* **TRY IT**
In the listing below, find the line containing "304H324V292L323 294L321 287L316". Write out that line and every line after it to the end, exactly and only those.

* **PROVIDED RECORDS**
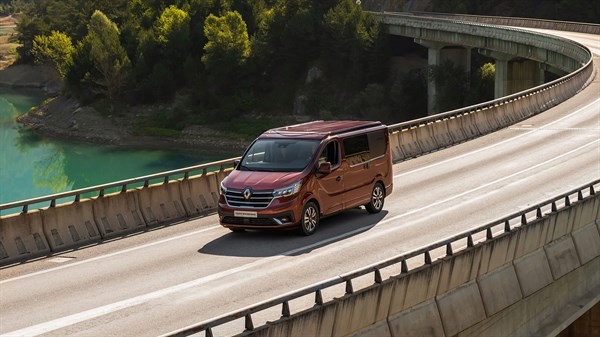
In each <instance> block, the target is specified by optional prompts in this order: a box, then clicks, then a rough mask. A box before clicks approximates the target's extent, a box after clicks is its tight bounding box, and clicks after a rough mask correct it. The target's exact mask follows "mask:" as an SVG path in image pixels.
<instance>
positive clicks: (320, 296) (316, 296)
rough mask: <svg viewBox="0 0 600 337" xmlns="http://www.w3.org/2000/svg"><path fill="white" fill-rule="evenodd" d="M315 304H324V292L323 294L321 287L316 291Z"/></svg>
mask: <svg viewBox="0 0 600 337" xmlns="http://www.w3.org/2000/svg"><path fill="white" fill-rule="evenodd" d="M315 305H323V294H321V289H317V291H315Z"/></svg>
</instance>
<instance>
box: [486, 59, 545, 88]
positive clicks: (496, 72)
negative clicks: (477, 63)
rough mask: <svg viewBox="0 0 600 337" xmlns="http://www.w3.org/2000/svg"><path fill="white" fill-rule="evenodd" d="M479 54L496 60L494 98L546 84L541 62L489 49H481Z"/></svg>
mask: <svg viewBox="0 0 600 337" xmlns="http://www.w3.org/2000/svg"><path fill="white" fill-rule="evenodd" d="M479 53H480V54H483V55H486V56H489V57H491V58H493V59H494V60H496V75H495V84H494V98H500V97H503V96H508V95H510V94H514V93H515V92H519V91H523V90H526V89H529V88H533V87H537V86H538V85H541V84H544V70H543V65H542V64H540V63H539V62H536V61H533V60H528V59H523V58H515V57H514V56H512V55H509V54H504V53H500V52H496V51H491V50H487V49H479Z"/></svg>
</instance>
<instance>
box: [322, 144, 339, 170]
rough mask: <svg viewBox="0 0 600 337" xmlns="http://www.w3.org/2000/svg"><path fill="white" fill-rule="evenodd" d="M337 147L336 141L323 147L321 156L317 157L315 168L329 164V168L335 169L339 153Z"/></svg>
mask: <svg viewBox="0 0 600 337" xmlns="http://www.w3.org/2000/svg"><path fill="white" fill-rule="evenodd" d="M339 148H340V147H339V145H338V142H337V141H332V142H329V143H328V144H327V146H325V148H324V149H323V152H321V155H319V161H318V162H317V166H319V165H321V163H324V162H330V163H331V167H336V166H338V164H339V163H340V159H339V158H340V151H339Z"/></svg>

* **WRITTEN SOLUTION**
rough mask: <svg viewBox="0 0 600 337" xmlns="http://www.w3.org/2000/svg"><path fill="white" fill-rule="evenodd" d="M315 304H324V292L323 294L321 287L316 291Z"/></svg>
mask: <svg viewBox="0 0 600 337" xmlns="http://www.w3.org/2000/svg"><path fill="white" fill-rule="evenodd" d="M315 305H323V294H321V289H317V291H315Z"/></svg>
</instance>
<instance>
box: [486, 59, 545, 88]
positive clicks: (496, 72)
negative clicks: (477, 63)
rough mask: <svg viewBox="0 0 600 337" xmlns="http://www.w3.org/2000/svg"><path fill="white" fill-rule="evenodd" d="M479 54L496 60L494 98L546 84L541 62L489 49H481Z"/></svg>
mask: <svg viewBox="0 0 600 337" xmlns="http://www.w3.org/2000/svg"><path fill="white" fill-rule="evenodd" d="M479 53H480V54H483V55H486V56H489V57H491V58H493V59H494V60H496V75H495V84H494V98H500V97H503V96H508V95H510V94H514V93H515V92H519V91H523V90H526V89H529V88H533V87H537V86H538V85H541V84H544V70H543V65H542V64H540V63H539V62H536V61H533V60H528V59H523V58H515V57H514V56H512V55H509V54H504V53H500V52H496V51H491V50H487V49H479Z"/></svg>
</instance>
<instance>
box: [322, 144, 339, 170]
rough mask: <svg viewBox="0 0 600 337" xmlns="http://www.w3.org/2000/svg"><path fill="white" fill-rule="evenodd" d="M337 147L336 141L323 147L321 156L317 157L315 168L329 164V168L335 169L339 153Z"/></svg>
mask: <svg viewBox="0 0 600 337" xmlns="http://www.w3.org/2000/svg"><path fill="white" fill-rule="evenodd" d="M339 148H340V147H339V145H338V142H337V141H332V142H329V143H328V144H327V146H325V148H324V149H323V152H321V155H319V161H318V162H317V166H319V165H321V163H324V162H330V163H331V167H336V166H338V164H339V163H340V159H339V158H340V151H339Z"/></svg>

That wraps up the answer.